**Stated problem:** Rewrite the stretch of rows from the start through the line containing "<point>819,398</point>", replacing "keypoint" with "marker" and leaving everything else unchanged.
________
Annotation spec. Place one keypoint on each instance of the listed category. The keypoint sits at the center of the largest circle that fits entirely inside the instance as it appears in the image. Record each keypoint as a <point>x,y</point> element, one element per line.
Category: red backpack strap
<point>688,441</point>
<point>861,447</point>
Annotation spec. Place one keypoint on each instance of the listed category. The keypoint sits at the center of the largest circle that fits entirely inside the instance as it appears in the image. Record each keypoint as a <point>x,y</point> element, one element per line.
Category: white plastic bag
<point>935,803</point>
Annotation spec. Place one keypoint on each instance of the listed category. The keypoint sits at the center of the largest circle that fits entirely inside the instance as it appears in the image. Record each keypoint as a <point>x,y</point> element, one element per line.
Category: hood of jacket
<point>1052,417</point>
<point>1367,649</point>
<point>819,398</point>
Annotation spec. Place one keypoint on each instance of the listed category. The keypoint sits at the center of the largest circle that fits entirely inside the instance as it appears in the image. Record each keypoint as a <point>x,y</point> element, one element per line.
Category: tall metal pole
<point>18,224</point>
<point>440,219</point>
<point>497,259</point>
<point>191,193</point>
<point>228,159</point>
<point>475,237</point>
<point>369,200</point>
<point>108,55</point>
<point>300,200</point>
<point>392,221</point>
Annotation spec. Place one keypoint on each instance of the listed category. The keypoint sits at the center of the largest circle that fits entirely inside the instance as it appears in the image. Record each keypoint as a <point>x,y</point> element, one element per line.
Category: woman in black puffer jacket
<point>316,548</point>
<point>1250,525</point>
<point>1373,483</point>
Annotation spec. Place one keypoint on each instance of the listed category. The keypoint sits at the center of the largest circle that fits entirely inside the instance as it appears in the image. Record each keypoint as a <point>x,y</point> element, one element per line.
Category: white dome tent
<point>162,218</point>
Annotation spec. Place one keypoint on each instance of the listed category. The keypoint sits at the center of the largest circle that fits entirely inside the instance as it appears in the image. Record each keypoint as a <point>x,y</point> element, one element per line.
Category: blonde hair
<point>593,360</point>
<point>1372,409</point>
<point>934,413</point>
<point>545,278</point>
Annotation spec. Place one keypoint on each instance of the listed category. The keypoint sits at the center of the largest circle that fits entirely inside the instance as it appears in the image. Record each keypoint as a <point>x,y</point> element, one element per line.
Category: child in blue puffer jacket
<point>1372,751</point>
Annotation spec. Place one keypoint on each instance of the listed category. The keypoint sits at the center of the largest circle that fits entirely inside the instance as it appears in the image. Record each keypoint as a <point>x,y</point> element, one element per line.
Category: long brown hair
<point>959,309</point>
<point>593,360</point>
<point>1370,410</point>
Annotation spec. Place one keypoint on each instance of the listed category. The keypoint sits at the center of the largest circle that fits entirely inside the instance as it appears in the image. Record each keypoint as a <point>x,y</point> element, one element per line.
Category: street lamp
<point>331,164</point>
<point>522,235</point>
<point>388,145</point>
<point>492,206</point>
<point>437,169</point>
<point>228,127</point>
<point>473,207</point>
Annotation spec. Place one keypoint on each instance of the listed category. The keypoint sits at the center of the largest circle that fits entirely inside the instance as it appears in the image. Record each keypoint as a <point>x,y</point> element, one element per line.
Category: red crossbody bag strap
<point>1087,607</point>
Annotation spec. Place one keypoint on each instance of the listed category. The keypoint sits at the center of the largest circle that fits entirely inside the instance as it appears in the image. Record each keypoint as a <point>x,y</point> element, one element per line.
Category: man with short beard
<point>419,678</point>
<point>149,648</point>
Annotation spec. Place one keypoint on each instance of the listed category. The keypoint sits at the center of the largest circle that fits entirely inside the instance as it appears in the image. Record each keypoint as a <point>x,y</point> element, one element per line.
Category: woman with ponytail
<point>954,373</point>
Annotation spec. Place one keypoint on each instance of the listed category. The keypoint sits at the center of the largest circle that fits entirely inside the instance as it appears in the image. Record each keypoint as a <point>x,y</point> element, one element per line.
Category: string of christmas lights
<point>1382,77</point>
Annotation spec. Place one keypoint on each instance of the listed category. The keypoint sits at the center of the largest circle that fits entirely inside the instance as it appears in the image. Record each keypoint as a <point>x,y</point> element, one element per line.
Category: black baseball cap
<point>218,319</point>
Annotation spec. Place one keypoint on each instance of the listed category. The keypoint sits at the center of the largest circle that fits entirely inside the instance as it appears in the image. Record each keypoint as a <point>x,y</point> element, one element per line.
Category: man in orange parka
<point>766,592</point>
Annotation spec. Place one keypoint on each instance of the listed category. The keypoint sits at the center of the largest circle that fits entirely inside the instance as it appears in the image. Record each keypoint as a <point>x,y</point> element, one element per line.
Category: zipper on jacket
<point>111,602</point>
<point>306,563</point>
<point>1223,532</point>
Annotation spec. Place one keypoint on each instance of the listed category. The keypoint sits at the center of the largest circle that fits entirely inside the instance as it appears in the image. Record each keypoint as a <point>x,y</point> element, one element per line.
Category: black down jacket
________
**Output of the task:**
Annotation spec. Place one marker on each instance of the listed category. The marker sits at the center of the largest circle that fits entirely inside the instance as it appears in the image. Record each marker as a <point>x,y</point> element, one element per line.
Category: red backpack strap
<point>688,441</point>
<point>861,447</point>
Annotation spec. Place one marker on each instance of the listed category. The marker sits at the center of the largest circle that fits entirely inside the instance as it appears in the image. Record each marker as a <point>x,y</point> element, one element per line.
Category: white plastic bag
<point>935,803</point>
Annotation spec. Place one marker on each instance of the listed category. The marker sits at the center of the largest circle that fits entirely inside the instance as it appears in the image. Record each marker as a <point>x,y</point> element, one element per line.
Category: hood of jacket
<point>1052,417</point>
<point>1367,649</point>
<point>819,398</point>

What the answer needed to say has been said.